Quote exactly and only this range of lines in the data below: the line that holds "pixel 659 363" to the line that holds "Locate the cart metal", both included.
### EXTRACTED ENTRIES ###
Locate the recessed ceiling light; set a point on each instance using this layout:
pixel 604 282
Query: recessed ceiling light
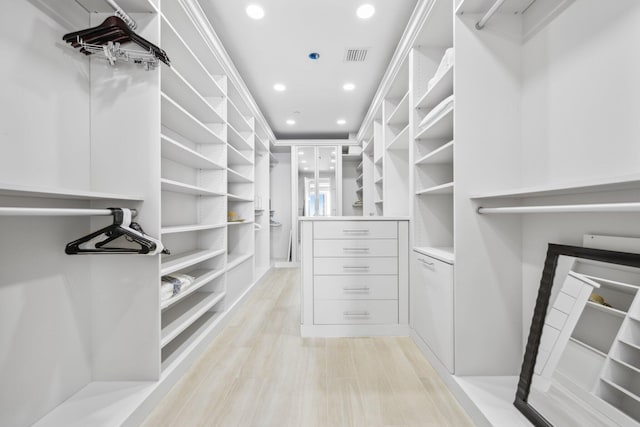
pixel 255 11
pixel 365 11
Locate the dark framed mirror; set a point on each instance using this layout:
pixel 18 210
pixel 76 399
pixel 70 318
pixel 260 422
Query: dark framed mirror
pixel 582 360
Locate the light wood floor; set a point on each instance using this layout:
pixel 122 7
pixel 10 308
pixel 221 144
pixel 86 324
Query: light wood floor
pixel 260 372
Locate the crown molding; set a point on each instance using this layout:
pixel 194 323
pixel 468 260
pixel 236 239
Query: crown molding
pixel 227 64
pixel 416 22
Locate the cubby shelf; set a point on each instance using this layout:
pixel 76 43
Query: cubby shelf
pixel 182 92
pixel 189 228
pixel 189 338
pixel 233 176
pixel 234 260
pixel 203 277
pixel 238 141
pixel 235 198
pixel 400 115
pixel 401 141
pixel 179 120
pixel 441 155
pixel 173 150
pixel 179 187
pixel 440 90
pixel 180 261
pixel 192 68
pixel 235 157
pixel 182 314
pixel 440 126
pixel 58 193
pixel 438 189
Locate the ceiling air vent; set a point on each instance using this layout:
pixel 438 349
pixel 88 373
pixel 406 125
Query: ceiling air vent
pixel 355 55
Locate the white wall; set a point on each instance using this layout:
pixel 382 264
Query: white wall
pixel 349 187
pixel 281 203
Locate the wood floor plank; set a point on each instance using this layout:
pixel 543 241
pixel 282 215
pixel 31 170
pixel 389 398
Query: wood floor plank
pixel 259 372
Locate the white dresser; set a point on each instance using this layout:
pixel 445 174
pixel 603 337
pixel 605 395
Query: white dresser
pixel 354 276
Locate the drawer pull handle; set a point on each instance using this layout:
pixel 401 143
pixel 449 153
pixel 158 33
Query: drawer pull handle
pixel 356 313
pixel 356 289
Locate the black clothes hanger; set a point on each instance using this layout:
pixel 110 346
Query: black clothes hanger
pixel 122 226
pixel 113 29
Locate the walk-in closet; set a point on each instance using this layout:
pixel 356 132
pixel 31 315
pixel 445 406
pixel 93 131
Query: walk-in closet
pixel 320 213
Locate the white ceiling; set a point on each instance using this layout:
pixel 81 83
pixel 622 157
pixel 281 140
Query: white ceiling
pixel 275 50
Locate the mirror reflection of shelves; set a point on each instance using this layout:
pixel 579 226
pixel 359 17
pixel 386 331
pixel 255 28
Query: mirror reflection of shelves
pixel 601 363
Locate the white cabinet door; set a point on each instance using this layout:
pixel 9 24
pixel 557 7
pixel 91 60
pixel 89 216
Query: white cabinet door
pixel 432 305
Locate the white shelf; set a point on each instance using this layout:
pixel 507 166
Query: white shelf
pixel 189 338
pixel 441 155
pixel 233 176
pixel 628 182
pixel 234 157
pixel 58 193
pixel 438 189
pixel 236 119
pixel 175 151
pixel 234 198
pixel 400 115
pixel 192 68
pixel 234 260
pixel 182 92
pixel 173 263
pixel 203 277
pixel 179 120
pixel 179 187
pixel 444 254
pixel 440 90
pixel 237 223
pixel 189 228
pixel 238 141
pixel 440 125
pixel 183 314
pixel 401 141
pixel 588 347
pixel 605 309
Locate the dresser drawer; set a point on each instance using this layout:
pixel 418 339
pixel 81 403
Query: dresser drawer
pixel 355 287
pixel 355 248
pixel 353 265
pixel 355 312
pixel 355 230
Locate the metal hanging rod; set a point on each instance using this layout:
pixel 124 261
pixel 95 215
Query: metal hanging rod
pixel 58 212
pixel 122 14
pixel 597 207
pixel 492 11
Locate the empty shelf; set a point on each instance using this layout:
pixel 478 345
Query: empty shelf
pixel 439 91
pixel 188 228
pixel 444 254
pixel 233 260
pixel 173 263
pixel 183 314
pixel 438 189
pixel 179 187
pixel 179 120
pixel 441 155
pixel 203 277
pixel 177 152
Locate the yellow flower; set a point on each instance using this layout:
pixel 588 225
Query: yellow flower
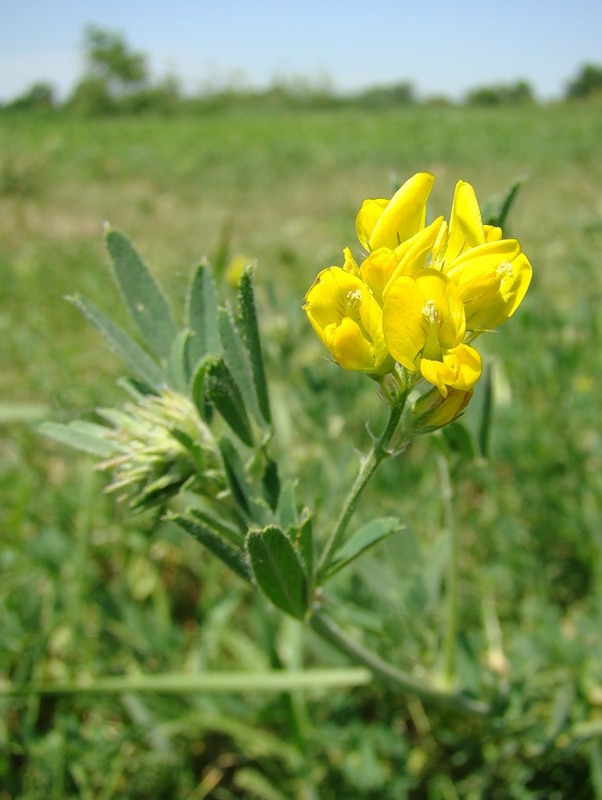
pixel 346 317
pixel 388 223
pixel 422 316
pixel 492 273
pixel 459 368
pixel 421 294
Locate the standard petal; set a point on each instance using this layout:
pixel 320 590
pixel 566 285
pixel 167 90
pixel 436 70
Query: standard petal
pixel 405 327
pixel 366 220
pixel 440 294
pixel 465 223
pixel 377 269
pixel 492 280
pixel 405 213
pixel 348 320
pixel 349 347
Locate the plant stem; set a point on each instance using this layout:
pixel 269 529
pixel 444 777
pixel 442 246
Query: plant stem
pixel 451 632
pixel 392 675
pixel 381 448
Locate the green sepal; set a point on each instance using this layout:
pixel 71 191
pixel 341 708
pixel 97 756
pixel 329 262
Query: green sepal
pixel 221 389
pixel 362 540
pixel 237 360
pixel 278 570
pixel 250 333
pixel 85 436
pixel 143 298
pixel 136 359
pixel 201 315
pixel 214 542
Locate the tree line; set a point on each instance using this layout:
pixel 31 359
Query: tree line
pixel 117 79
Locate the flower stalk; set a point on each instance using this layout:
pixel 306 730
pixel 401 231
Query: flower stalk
pixel 381 449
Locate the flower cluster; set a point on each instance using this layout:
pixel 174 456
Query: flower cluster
pixel 158 445
pixel 421 294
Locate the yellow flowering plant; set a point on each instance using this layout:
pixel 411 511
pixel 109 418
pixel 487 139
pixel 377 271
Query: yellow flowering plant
pixel 412 306
pixel 196 441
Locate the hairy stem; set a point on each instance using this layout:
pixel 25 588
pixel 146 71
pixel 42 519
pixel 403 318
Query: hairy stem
pixel 391 674
pixel 381 448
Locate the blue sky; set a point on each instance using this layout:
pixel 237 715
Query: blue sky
pixel 440 46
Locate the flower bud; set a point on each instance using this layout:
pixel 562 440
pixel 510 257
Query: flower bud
pixel 160 443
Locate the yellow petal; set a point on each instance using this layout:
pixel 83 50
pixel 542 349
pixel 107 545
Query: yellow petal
pixel 403 216
pixel 440 293
pixel 377 268
pixel 350 264
pixel 414 254
pixel 404 325
pixel 347 319
pixel 366 219
pixel 349 347
pixel 493 280
pixel 465 223
pixel 459 368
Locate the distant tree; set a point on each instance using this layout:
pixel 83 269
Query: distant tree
pixel 519 93
pixel 587 83
pixel 39 96
pixel 398 94
pixel 113 73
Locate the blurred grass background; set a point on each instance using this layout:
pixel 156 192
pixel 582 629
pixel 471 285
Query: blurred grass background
pixel 87 590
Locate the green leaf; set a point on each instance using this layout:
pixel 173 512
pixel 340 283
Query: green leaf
pixel 197 390
pixel 135 358
pixel 271 483
pixel 278 570
pixel 179 363
pixel 237 360
pixel 495 212
pixel 143 298
pixel 222 390
pixel 221 526
pixel 242 492
pixel 250 331
pixel 484 432
pixel 303 540
pixel 287 512
pixel 214 542
pixel 362 540
pixel 201 315
pixel 85 436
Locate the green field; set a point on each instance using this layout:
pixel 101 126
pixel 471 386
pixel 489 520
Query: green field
pixel 88 590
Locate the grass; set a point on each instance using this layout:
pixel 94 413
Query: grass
pixel 88 591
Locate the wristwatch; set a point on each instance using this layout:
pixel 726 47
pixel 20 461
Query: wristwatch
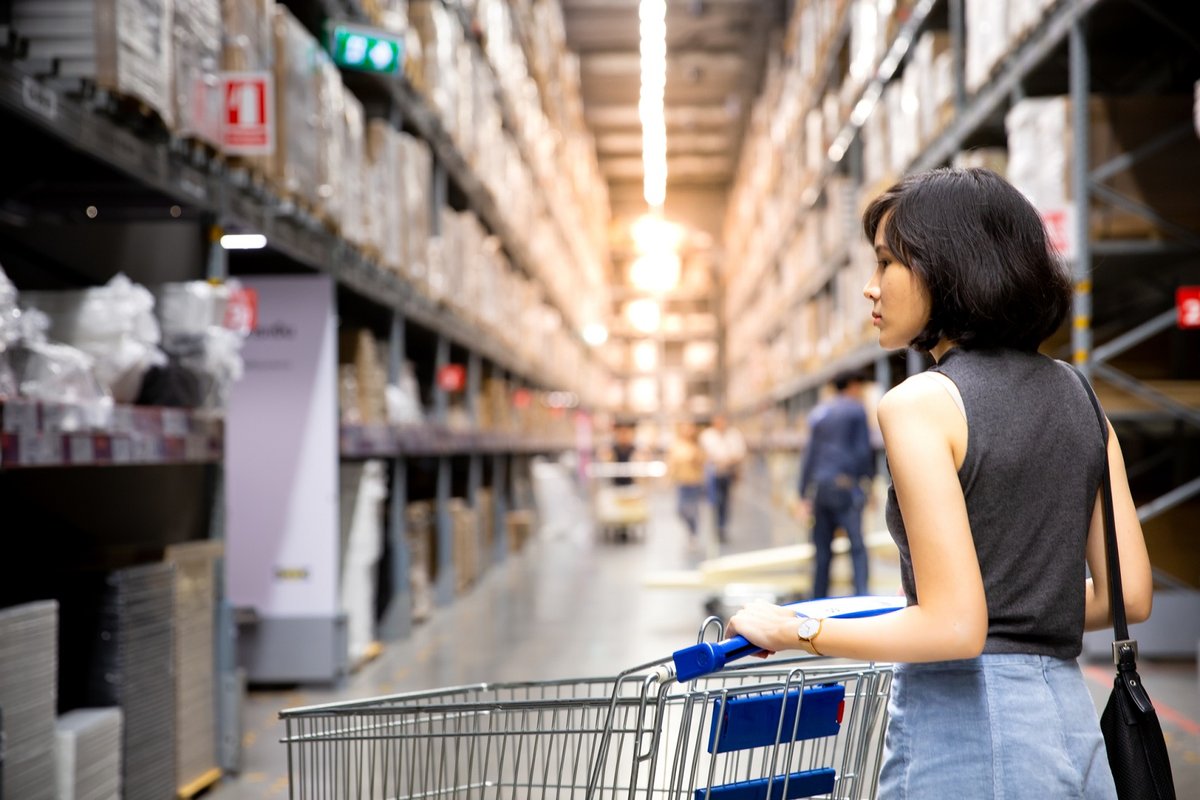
pixel 808 631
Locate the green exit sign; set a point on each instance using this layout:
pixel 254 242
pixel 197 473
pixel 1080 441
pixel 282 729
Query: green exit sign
pixel 366 48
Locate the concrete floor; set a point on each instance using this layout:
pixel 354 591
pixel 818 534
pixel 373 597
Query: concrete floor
pixel 573 605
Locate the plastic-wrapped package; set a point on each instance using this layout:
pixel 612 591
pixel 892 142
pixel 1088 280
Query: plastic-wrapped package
pixel 197 341
pixel 10 332
pixel 114 324
pixel 61 374
pixel 405 398
pixel 383 206
pixel 331 178
pixel 417 162
pixel 354 179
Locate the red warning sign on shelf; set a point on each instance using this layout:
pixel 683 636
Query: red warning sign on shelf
pixel 1187 304
pixel 247 113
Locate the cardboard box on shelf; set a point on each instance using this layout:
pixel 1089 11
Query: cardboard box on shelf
pixel 364 378
pixel 124 48
pixel 987 40
pixel 1041 160
pixel 465 531
pixel 520 528
pixel 295 170
pixel 419 528
pixel 196 55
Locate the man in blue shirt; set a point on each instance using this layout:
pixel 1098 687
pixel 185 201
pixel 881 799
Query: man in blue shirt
pixel 837 462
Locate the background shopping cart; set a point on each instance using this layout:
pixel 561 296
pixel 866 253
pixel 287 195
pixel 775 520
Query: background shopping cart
pixel 785 728
pixel 621 511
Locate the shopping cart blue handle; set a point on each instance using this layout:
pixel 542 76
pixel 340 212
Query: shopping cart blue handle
pixel 712 656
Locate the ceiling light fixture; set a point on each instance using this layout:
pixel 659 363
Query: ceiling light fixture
pixel 243 241
pixel 653 31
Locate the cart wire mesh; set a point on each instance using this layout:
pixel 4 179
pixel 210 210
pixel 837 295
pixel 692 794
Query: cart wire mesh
pixel 796 728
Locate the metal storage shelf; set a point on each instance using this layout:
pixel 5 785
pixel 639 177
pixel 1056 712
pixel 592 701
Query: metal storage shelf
pixel 48 434
pixel 400 441
pixel 288 229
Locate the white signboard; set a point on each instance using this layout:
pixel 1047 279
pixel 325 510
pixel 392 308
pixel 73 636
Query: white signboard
pixel 282 452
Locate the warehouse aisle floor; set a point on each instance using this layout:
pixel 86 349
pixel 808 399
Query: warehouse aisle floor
pixel 571 605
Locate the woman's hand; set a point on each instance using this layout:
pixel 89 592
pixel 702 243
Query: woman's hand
pixel 766 625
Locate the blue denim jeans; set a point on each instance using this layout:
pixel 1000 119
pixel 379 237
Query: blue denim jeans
pixel 834 507
pixel 999 727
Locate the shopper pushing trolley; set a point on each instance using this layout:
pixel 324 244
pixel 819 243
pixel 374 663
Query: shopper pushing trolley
pixel 997 462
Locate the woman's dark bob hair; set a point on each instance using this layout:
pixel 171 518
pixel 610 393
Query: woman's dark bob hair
pixel 982 252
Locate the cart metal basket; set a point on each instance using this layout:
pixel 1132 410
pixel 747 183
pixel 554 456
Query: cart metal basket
pixel 779 729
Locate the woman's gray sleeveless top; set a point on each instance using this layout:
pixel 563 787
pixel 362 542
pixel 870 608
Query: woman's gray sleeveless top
pixel 1032 469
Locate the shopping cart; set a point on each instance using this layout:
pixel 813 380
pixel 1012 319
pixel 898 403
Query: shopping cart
pixel 621 511
pixel 775 729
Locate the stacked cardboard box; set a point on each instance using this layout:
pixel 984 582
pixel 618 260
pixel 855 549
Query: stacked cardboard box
pixel 299 113
pixel 467 560
pixel 1041 160
pixel 121 46
pixel 197 54
pixel 419 527
pixel 364 378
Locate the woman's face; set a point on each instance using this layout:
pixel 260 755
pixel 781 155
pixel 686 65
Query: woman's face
pixel 900 304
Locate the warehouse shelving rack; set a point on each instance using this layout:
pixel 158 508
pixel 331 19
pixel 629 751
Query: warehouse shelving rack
pixel 1060 50
pixel 173 172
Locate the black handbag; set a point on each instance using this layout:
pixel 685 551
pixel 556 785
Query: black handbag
pixel 1129 723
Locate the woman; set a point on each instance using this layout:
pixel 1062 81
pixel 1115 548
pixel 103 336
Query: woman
pixel 996 459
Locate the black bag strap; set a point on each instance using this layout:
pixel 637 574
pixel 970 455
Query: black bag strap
pixel 1122 647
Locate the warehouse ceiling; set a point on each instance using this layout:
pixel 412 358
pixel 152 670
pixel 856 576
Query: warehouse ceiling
pixel 715 59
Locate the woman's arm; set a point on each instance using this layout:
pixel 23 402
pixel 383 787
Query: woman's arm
pixel 924 434
pixel 1137 582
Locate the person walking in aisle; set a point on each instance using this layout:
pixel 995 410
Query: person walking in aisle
pixel 685 465
pixel 996 462
pixel 837 462
pixel 724 452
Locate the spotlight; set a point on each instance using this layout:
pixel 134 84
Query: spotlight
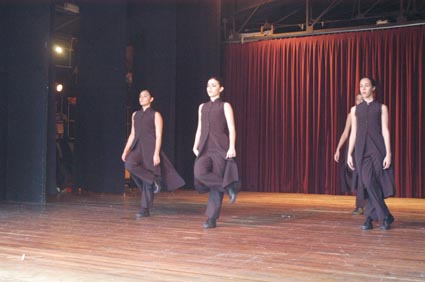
pixel 59 87
pixel 58 49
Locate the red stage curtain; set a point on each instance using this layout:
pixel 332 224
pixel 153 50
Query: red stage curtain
pixel 291 98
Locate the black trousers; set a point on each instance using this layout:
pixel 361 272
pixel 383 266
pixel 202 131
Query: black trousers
pixel 146 188
pixel 209 170
pixel 376 208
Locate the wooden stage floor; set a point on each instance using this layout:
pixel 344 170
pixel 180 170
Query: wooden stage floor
pixel 263 237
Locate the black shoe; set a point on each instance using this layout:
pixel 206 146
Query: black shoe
pixel 357 211
pixel 367 225
pixel 233 192
pixel 386 223
pixel 210 223
pixel 156 186
pixel 142 213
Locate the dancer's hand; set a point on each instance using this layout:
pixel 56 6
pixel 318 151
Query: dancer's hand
pixel 336 156
pixel 196 152
pixel 350 162
pixel 387 161
pixel 231 153
pixel 124 156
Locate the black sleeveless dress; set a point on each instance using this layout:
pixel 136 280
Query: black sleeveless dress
pixel 139 161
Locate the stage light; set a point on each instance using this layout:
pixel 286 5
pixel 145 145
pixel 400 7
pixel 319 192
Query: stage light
pixel 58 49
pixel 59 87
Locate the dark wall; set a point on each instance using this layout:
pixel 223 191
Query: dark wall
pixel 198 58
pixel 101 97
pixel 26 76
pixel 3 104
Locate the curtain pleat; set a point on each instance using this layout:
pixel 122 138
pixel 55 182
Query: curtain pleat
pixel 291 98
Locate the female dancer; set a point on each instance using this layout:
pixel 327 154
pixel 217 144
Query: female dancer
pixel 349 177
pixel 215 169
pixel 148 165
pixel 371 139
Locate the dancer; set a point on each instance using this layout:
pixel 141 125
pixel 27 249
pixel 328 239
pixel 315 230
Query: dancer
pixel 349 177
pixel 370 140
pixel 148 165
pixel 215 169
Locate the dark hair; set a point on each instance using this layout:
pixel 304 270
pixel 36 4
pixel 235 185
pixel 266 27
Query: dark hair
pixel 218 78
pixel 372 81
pixel 146 90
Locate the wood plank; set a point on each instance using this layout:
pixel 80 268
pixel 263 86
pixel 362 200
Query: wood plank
pixel 263 237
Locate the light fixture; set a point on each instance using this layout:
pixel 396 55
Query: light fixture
pixel 58 49
pixel 59 87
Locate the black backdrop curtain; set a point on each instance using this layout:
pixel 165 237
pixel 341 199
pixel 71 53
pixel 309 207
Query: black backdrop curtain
pixel 291 98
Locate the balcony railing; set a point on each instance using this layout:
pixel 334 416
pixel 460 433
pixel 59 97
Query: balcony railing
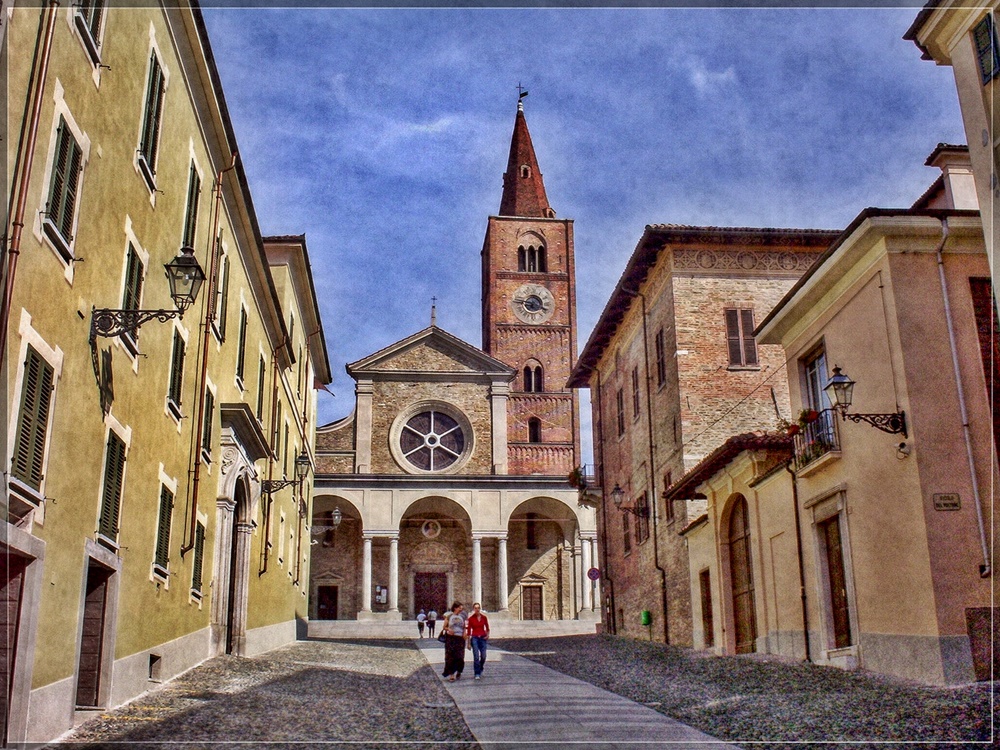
###
### YOUR SOLUTION:
pixel 659 363
Query: ceiling light fixture
pixel 243 241
pixel 653 31
Locate the cart wire mesh; set a point on each instance using this layout:
pixel 4 179
pixel 210 210
pixel 837 295
pixel 692 794
Query: cart wire mesh
pixel 796 728
Locate the metal storage shelf; set a point on each instance using this layout:
pixel 5 785
pixel 639 177
pixel 1056 712
pixel 592 701
Query: metal storage shelf
pixel 48 434
pixel 400 441
pixel 288 229
Locate the white signboard; set a point on each instance using this layout:
pixel 1047 279
pixel 325 510
pixel 392 308
pixel 73 636
Query: white signboard
pixel 282 452
Locate the warehouse aisle floor; set a point on each instance using this layout:
pixel 86 349
pixel 808 399
Query: warehouse aisle floor
pixel 571 605
Locate the woman's hand; set a point on each instance using this layout:
pixel 89 592
pixel 702 243
Query: woman's hand
pixel 766 625
Locate the blue denim jeans; set a point on each instance using this layout:
pixel 1000 119
pixel 379 237
Query: blue denim jeans
pixel 834 507
pixel 999 727
Locate the shopper pushing trolley; set a point on each instance using this layout:
pixel 324 244
pixel 819 243
pixel 374 663
Query: shopper pushing trolley
pixel 997 462
Locate the woman's dark bob hair; set a point on each instance using this layout:
pixel 171 518
pixel 610 393
Query: woman's dark bob hair
pixel 982 252
Locate the cart metal basket; set a point on each instance using this layout:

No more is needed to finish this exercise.